— Start of Records supplied —

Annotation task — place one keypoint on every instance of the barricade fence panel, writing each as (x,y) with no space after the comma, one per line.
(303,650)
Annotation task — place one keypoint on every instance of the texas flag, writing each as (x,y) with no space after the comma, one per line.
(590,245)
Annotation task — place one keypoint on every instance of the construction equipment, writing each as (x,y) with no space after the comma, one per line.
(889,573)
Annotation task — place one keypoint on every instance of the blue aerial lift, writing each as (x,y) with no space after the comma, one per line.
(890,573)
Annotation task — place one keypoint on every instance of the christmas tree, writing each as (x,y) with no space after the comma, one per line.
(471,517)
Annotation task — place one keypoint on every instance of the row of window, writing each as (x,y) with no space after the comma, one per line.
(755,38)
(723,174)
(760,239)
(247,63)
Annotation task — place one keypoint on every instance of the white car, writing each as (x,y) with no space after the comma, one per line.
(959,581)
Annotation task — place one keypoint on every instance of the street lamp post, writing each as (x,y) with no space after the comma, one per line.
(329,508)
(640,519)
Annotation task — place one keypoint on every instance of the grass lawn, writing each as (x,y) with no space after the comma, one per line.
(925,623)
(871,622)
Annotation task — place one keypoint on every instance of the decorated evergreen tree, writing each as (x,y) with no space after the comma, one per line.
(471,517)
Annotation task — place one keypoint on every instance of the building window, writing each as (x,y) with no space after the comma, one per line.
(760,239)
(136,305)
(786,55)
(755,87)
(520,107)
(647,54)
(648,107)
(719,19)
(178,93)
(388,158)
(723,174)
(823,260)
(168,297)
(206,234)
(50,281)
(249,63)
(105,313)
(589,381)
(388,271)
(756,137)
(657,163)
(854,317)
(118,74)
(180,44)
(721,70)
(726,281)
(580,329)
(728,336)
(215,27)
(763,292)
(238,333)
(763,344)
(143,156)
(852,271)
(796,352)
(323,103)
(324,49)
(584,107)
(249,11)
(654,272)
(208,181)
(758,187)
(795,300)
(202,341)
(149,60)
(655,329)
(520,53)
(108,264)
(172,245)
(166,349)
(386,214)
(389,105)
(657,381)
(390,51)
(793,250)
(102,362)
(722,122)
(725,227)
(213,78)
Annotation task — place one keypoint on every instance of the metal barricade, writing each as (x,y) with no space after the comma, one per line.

— End of Records supplied —

The exercise. Write out every entry word for word.

Solution.
Annotation task — place one keypoint on every instance of the barricade fence panel, writing each as (x,y) with no space after the comma, one per line.
(303,650)
Annotation task — place one keypoint on every instance of the texas flag, writing each as (x,y) with no space after the comma, one per line.
(590,245)
Annotation task — place one keypoint on every instance of the construction equipment, writing each as (x,y) with no space after the comma, one per line.
(889,573)
Annotation task — place one keypoint on every instance of the blue aerial lift, writing each as (x,y) with no space after the comma, one per line.
(890,573)
Annotation task — place one keypoint on every instance of the christmas tree, writing each as (x,y) with no space after the comma, one per line.
(471,517)
Annotation task — place one keypoint on every instance of the row of window, writing each as (x,y) with no space after the comma, one per line.
(755,38)
(723,174)
(760,239)
(247,63)
Annotation task — place one keypoint on every instance of the white car, writing each as (x,y) with no space after the comma, one per line.
(959,581)
Annotation task — place one keypoint on every instance of the street lamp post, writing each as (x,y) with no space after the comma, one per line.
(329,508)
(640,519)
Annotation task — place one keypoint on every instance of the grass lawn, writing each as (x,y) with no space after the comma, one per line.
(925,623)
(871,622)
Annotation task — place one keypoint on every instance of the decorated evergreen tree, writing each as (x,y) with no space after the comma, one per line.
(471,517)
Annotation task — place one keypoint on every instance of the building window, writing each as (x,y) with no space after the comma, one per line.
(760,239)
(136,305)
(786,55)
(755,87)
(520,107)
(647,54)
(648,107)
(719,19)
(178,93)
(388,158)
(723,174)
(823,260)
(168,297)
(206,234)
(50,281)
(249,63)
(105,313)
(589,381)
(388,271)
(756,137)
(657,163)
(854,317)
(118,74)
(180,44)
(721,70)
(726,281)
(580,329)
(728,336)
(215,27)
(763,292)
(238,333)
(763,344)
(143,156)
(852,271)
(796,352)
(323,103)
(324,49)
(584,107)
(249,11)
(654,272)
(208,181)
(758,187)
(795,300)
(202,341)
(149,60)
(655,329)
(520,53)
(108,264)
(172,245)
(166,349)
(386,214)
(389,105)
(657,381)
(390,51)
(793,250)
(102,362)
(722,122)
(725,227)
(213,78)
Annotation task — place one keypoint on every instance of the metal barricade, writing each as (x,y) with no space after the comma, one per line.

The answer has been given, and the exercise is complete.